* Begin *

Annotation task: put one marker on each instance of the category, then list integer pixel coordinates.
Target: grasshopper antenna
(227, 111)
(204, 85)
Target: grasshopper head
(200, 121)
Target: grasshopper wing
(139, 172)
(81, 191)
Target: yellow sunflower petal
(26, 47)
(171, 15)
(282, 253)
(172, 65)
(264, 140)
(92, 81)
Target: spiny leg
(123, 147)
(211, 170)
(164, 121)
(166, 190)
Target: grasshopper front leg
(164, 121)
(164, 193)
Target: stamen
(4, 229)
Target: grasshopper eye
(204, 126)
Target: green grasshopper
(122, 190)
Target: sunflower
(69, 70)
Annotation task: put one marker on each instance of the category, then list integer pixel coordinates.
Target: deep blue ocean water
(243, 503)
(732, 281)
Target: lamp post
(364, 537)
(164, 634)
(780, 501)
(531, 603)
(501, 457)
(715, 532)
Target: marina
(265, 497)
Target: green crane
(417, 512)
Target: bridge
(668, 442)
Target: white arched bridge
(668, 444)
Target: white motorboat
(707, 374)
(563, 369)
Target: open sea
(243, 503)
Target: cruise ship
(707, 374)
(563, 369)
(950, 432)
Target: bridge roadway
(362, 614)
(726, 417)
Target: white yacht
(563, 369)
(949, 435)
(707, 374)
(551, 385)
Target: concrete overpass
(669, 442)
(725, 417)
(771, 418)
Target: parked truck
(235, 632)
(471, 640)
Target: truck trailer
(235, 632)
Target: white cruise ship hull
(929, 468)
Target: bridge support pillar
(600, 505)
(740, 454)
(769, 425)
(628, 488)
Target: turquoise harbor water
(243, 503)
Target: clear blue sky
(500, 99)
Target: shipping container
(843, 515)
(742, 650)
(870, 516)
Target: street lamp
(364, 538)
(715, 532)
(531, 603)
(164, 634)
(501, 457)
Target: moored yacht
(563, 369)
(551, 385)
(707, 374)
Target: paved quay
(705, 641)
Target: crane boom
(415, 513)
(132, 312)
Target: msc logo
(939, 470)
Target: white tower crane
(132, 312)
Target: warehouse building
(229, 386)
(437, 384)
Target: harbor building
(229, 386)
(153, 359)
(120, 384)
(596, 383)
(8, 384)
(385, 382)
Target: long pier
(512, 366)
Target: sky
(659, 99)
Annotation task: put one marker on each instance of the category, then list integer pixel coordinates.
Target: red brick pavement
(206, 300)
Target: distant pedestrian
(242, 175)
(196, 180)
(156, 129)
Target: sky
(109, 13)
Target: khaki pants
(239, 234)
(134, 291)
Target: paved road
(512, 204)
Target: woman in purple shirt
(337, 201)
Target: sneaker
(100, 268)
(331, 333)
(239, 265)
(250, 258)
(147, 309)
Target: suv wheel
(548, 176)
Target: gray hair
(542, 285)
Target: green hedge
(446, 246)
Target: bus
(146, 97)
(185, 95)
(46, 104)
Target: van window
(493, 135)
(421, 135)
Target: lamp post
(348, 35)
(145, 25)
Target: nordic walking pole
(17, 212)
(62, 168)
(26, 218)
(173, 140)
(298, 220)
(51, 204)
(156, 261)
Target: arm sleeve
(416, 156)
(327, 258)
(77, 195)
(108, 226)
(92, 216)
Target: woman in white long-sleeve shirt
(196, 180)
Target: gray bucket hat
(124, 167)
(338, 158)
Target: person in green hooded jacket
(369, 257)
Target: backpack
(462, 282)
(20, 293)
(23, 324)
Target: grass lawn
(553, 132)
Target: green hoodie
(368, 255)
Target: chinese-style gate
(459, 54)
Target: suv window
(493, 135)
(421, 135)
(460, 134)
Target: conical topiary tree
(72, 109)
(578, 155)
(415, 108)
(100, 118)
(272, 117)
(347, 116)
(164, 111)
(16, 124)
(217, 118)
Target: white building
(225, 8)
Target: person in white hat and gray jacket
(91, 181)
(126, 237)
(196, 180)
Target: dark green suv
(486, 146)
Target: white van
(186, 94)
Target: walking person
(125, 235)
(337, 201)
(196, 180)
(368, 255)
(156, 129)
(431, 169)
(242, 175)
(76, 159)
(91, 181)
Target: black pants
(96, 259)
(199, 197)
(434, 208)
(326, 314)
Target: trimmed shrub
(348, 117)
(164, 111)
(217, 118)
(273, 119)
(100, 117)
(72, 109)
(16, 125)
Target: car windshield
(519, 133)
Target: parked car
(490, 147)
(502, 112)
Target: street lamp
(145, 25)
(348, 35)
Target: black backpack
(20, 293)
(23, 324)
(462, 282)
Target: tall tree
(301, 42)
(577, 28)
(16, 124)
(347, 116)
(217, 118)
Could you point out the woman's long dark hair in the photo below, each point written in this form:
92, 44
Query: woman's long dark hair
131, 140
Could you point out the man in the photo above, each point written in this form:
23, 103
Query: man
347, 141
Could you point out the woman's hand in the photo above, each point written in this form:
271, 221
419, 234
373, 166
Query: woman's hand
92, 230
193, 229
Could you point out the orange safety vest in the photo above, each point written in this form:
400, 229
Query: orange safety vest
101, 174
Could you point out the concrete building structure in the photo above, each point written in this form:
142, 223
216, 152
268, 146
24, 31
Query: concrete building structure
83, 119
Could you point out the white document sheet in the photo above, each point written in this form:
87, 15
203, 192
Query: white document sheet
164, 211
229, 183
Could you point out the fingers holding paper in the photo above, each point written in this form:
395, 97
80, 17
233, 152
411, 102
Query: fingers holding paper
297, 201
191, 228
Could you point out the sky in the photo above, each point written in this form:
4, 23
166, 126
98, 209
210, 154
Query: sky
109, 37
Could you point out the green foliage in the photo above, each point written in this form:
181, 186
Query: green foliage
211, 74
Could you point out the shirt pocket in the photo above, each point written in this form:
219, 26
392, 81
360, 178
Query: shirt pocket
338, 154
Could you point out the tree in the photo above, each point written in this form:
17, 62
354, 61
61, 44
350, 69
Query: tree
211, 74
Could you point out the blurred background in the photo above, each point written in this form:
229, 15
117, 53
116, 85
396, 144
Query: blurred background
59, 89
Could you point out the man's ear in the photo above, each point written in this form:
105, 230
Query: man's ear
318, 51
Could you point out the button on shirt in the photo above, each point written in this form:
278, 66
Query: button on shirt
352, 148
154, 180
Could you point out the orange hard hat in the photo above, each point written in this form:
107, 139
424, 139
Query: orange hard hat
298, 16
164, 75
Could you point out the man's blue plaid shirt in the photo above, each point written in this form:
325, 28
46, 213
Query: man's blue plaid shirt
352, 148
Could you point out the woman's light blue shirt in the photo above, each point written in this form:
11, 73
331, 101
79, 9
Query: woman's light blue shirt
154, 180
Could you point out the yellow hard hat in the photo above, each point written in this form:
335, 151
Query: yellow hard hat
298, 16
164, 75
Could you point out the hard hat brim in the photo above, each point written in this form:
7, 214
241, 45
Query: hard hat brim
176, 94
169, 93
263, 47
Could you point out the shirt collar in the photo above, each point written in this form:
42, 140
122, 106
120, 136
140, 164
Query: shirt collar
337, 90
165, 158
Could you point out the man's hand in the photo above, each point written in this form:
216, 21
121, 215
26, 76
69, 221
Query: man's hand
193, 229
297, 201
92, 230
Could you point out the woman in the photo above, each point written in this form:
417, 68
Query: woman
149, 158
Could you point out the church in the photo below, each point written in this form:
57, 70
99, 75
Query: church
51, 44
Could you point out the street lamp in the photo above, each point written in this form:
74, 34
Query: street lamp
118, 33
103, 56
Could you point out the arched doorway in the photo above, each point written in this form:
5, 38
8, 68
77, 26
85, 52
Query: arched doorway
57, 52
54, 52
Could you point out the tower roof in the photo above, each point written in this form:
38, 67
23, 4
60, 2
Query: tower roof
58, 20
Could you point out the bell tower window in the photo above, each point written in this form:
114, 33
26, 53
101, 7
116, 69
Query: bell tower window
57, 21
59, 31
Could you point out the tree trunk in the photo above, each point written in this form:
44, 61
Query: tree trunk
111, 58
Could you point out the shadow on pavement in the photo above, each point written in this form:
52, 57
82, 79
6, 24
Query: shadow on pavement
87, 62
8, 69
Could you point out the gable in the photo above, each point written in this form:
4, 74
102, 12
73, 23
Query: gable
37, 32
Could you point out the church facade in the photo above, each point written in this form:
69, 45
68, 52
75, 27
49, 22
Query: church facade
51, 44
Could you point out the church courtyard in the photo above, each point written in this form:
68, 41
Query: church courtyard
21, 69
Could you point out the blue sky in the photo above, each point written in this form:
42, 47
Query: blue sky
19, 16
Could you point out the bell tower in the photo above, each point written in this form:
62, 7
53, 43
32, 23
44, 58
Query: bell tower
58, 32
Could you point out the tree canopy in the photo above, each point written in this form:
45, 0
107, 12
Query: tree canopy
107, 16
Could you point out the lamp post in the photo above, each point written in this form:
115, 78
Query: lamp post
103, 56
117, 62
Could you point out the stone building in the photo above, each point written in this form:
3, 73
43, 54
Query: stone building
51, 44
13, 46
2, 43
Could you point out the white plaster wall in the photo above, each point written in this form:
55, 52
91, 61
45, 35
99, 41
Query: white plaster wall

* End *
* Begin *

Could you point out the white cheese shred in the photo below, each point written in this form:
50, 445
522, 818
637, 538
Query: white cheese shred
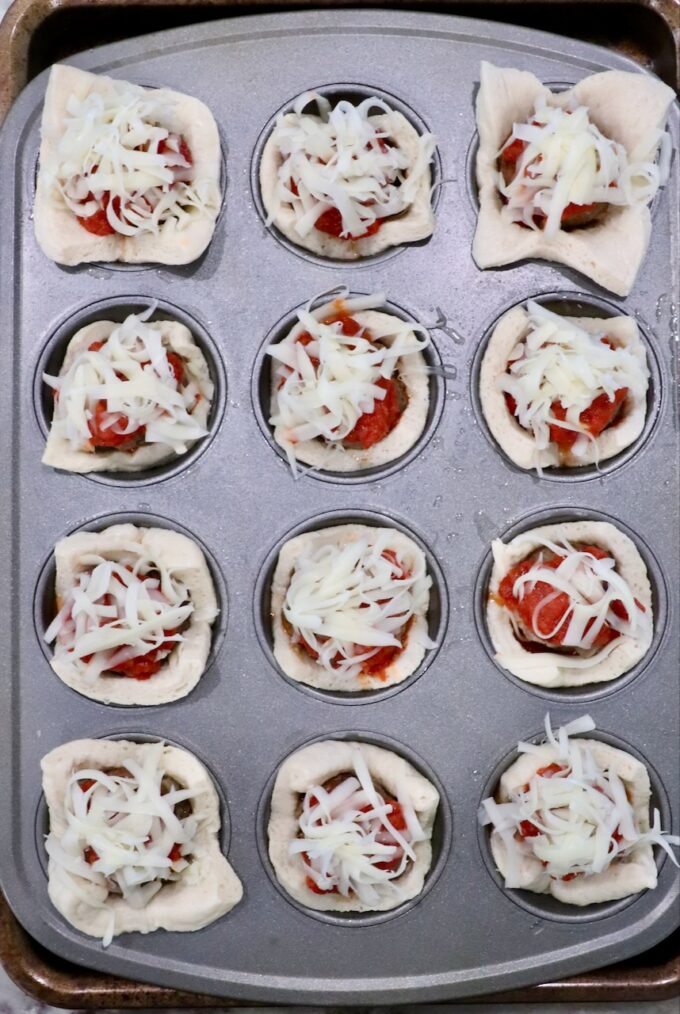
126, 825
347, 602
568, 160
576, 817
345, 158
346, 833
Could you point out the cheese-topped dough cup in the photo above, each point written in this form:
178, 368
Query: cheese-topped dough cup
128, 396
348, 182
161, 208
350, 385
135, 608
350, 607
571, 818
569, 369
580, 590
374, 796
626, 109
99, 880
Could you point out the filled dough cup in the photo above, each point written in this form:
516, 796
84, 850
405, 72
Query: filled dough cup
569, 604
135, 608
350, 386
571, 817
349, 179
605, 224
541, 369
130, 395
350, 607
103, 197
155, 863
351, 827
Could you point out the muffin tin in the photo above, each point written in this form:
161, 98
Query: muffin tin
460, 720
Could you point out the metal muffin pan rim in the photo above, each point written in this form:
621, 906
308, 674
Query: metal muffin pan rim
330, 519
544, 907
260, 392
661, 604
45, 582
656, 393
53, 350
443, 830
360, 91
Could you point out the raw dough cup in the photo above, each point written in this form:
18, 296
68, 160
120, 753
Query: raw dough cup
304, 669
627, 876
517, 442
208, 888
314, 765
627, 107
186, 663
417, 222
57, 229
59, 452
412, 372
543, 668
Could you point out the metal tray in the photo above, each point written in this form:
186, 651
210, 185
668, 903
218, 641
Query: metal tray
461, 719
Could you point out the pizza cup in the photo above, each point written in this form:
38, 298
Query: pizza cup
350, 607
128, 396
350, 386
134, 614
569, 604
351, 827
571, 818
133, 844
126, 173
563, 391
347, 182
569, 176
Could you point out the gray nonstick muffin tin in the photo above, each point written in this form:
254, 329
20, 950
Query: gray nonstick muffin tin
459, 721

* End *

SHORT PROBLEM ▸
Extract every line of the data above that contains the string "street".

RESPONSE TO THIS EXERCISE ▸
Target: street lamp
Target: street lamp
Could you point out the street lamp in the photo above, each point written in this form:
Query: street lamp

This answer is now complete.